Natural language region descriptions:
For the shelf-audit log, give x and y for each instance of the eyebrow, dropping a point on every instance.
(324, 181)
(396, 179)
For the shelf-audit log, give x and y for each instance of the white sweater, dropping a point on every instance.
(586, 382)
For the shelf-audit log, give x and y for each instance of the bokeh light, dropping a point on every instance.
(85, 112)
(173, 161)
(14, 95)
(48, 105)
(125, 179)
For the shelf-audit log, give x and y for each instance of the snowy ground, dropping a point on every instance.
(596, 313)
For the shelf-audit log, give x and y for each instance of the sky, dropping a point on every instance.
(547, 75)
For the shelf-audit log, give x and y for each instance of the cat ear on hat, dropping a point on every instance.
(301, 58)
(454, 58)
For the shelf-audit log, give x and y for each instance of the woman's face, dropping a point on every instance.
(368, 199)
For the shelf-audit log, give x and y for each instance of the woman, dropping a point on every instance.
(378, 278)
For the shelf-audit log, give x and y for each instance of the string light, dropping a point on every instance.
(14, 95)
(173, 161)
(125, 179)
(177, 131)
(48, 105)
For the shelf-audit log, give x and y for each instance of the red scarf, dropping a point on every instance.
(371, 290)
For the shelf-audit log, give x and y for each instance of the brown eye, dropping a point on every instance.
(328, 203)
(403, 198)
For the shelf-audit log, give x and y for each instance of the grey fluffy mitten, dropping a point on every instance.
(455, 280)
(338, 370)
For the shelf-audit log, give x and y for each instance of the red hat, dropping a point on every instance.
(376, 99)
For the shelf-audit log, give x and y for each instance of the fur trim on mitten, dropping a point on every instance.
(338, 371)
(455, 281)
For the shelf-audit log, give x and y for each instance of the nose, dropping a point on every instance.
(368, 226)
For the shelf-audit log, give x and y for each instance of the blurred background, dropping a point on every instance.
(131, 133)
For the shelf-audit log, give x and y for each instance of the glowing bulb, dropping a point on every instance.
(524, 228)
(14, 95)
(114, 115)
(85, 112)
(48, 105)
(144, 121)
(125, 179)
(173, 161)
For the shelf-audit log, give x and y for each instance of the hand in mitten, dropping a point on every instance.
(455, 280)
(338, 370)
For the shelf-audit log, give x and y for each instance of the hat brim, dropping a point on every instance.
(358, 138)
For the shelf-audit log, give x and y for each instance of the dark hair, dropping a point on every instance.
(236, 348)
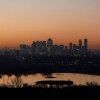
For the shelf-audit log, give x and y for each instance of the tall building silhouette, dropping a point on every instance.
(80, 44)
(86, 44)
(70, 46)
(49, 42)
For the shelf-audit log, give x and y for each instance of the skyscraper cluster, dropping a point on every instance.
(48, 48)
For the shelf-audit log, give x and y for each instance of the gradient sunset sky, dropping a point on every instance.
(22, 21)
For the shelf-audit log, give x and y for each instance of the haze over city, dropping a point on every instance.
(65, 21)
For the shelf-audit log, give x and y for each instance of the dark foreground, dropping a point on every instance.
(69, 93)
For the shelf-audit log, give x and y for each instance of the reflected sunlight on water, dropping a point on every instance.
(31, 79)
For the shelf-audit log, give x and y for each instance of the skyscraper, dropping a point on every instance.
(49, 42)
(70, 46)
(86, 44)
(80, 44)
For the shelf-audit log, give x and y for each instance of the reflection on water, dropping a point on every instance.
(31, 79)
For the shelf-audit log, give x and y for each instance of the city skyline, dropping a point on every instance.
(65, 21)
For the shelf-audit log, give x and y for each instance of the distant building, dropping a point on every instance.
(49, 42)
(86, 44)
(70, 46)
(80, 44)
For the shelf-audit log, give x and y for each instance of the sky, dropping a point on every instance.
(65, 21)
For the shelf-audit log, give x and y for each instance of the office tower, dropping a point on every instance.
(74, 46)
(80, 44)
(44, 43)
(86, 44)
(70, 46)
(49, 42)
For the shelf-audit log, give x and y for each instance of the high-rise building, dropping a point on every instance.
(49, 42)
(70, 46)
(74, 46)
(80, 44)
(86, 44)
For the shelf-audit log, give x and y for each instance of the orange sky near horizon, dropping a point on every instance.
(65, 21)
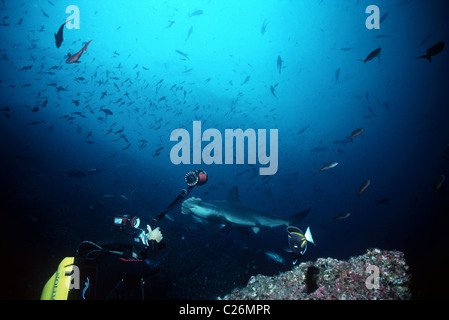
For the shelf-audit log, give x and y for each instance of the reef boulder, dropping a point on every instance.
(376, 275)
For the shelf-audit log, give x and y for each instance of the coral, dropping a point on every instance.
(376, 275)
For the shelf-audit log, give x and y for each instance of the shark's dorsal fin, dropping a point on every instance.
(233, 194)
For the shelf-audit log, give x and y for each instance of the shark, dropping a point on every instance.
(232, 212)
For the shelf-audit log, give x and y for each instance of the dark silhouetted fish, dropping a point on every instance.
(76, 174)
(384, 201)
(372, 55)
(264, 27)
(75, 58)
(433, 51)
(196, 13)
(59, 36)
(272, 88)
(425, 40)
(183, 54)
(279, 63)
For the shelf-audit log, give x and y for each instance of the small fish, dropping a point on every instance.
(364, 186)
(274, 256)
(264, 27)
(355, 133)
(107, 112)
(328, 166)
(433, 51)
(297, 241)
(425, 40)
(189, 33)
(279, 63)
(183, 54)
(337, 75)
(439, 183)
(372, 55)
(342, 216)
(75, 58)
(196, 13)
(170, 23)
(384, 201)
(246, 80)
(272, 88)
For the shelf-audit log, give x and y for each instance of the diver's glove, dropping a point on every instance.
(155, 234)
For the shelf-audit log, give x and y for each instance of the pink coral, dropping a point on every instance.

About this task: What is needed is an exact copy of the data, with the pictures removed.

Exercise output:
For the shelf-audit log, give x and y for each instance of the eyebrow, dropping a point on every instance.
(324, 181)
(396, 179)
For the shelf-audit log, give x and y for each instance of the white sweater, dropping a point on every instance.
(586, 382)
For the shelf-audit log, give x and y for each instance of the bokeh light, dropping a point on every instance.
(85, 112)
(173, 161)
(14, 95)
(48, 105)
(125, 179)
For the shelf-audit log, give x and y for each instance of the snowy ground, dropping a point on every instance.
(596, 313)
For the shelf-audit log, give x and y for each instance of the sky, dropping a point on every instance.
(547, 75)
For the shelf-audit log, give x and y for each instance of the cat ear on hat, dropping a point on every instance.
(301, 58)
(454, 58)
For the shelf-audit log, give x and y for each instance of the woman's face, dropping a point on every instance.
(368, 199)
For the shelf-audit log, give x and y for each instance of the woman, dropping a point on every instance.
(378, 278)
For the shelf-audit log, give x and y for each instance of the string light, dropping a point on every instance.
(14, 95)
(173, 161)
(125, 179)
(177, 131)
(48, 105)
For the shelf-audit log, give x and y for each instance of the red scarf, dropping a point on every instance.
(371, 290)
For the shelf-audit log, give x and y for each instance of the brown eye, dropping a point on every instance.
(328, 203)
(403, 198)
For the shelf-audit log, give x and y for each instance of the grey fluffy mitten, dropping a point on every instance.
(455, 280)
(338, 370)
For the shelf-audit log, give x and y for each instance of the red hat, dropping a point on every instance.
(376, 99)
For the shelf-audit log, give x and y for each instance of the fur trim on mitten, dropping a point on every instance.
(338, 371)
(455, 281)
For the shelf-audit log, give x and y for each instance of the nose, dropping a point on every instance.
(368, 226)
For the shelf-audit log, give x and y for each instance of the blurred background, dropping a point on every instance.
(131, 133)
For the shelf-audit log, give x and y for each instance of the glowing bulb, dropping a point on every instance.
(524, 228)
(14, 95)
(114, 115)
(85, 112)
(48, 105)
(144, 121)
(125, 179)
(173, 161)
For the shelf-audit log, give x and y for each instance of the hand in mitten, dropping a point on every instance.
(455, 280)
(338, 370)
For the shelf-audit log, give x and y for each instance of the hat brim, dropping a point on every instance.
(358, 138)
For the shelf-audit log, give x and y for each instance of the dark hair, dropping a point on every instance.
(236, 348)
For the shelf-audit log, give x and y for each instance of the tall building silhouette, dropping a point on every instance.
(80, 44)
(86, 44)
(70, 46)
(49, 42)
For the shelf-audit log, give x and y for each instance of the skyscraper cluster, dropping a point on every instance.
(48, 48)
For the shelf-audit log, give x and y for each instance of the gradient sunset sky, dropping a point on every instance.
(22, 21)
For the shelf-audit log, give x and y for each instance of the haze over city, dropping a point on every instance.
(65, 21)
For the shelf-audit log, give x and y for each instance of the dark foreground, dropping a point on every instance.
(69, 93)
For the shelf-audit log, give x and y for each instance of the reflected sunlight on water, dropping a point on every instance.
(31, 79)
For the shelf-audit log, give x and y for each instance of the skyscraper, dropping a point on every instance.
(49, 42)
(70, 46)
(86, 44)
(80, 44)
For the shelf-audit log, give x and y for each instance of the reflection on water, dropping a point on every instance.
(31, 79)
For the shelf-audit log, give x and y for each instance of the city skyline, dropping a point on every instance.
(65, 21)
For the shelf-audit log, give x and y for each instance of the distant building, dropping a point on every instance.
(49, 42)
(86, 44)
(70, 46)
(80, 44)
For the shelf-audit log, give x and y for each instance of the sky, dropping a point on every instance.
(65, 21)
For the shelf-audit log, give x and y for each instance of the office tower, dropping a point on every instance.
(74, 46)
(80, 44)
(44, 43)
(86, 44)
(70, 46)
(49, 42)
For the shelf-audit log, give x and y for each instance of the high-rise building, dropping a point on every instance.
(49, 42)
(70, 46)
(74, 46)
(80, 44)
(86, 44)
For the shelf-audit log, give x and y for each instance of the orange sky near horizon, dropping a point on every instance.
(65, 21)
For the shelf-audit log, give x and y for each instance of the reef boulder, dropping a point on every instance.
(376, 275)
For the shelf-audit log, give x and y for each instance of the coral, dropping a point on every instance.
(376, 275)
For the shelf-audit log, give x and y for each instance of the shark's dorsal fin, dropping a point on every instance.
(233, 194)
For the shelf-audit log, give x and y for each instance of the shark, dropping a point on every instance.
(232, 212)
For the shelf-audit log, give x and y for each instance of the dark silhouetted fish, dropping a point on every instance.
(76, 174)
(384, 201)
(372, 55)
(264, 27)
(75, 58)
(433, 51)
(196, 13)
(59, 36)
(272, 88)
(425, 40)
(183, 54)
(279, 63)
For the shelf-audit log, give x and y for each instance of the small fish, dropping a point on every instance.
(364, 186)
(274, 256)
(264, 27)
(355, 133)
(107, 112)
(328, 166)
(433, 51)
(297, 241)
(425, 40)
(189, 33)
(279, 63)
(183, 54)
(337, 75)
(439, 183)
(372, 55)
(342, 216)
(75, 58)
(196, 13)
(170, 23)
(384, 201)
(246, 80)
(272, 88)
For the shelf-audit log, give x and y for each instance of the diver's glove, dropping a point on every instance.
(155, 234)
For the shelf-audit log, give x and y for each instance of the pink coral, dropping a point on every instance.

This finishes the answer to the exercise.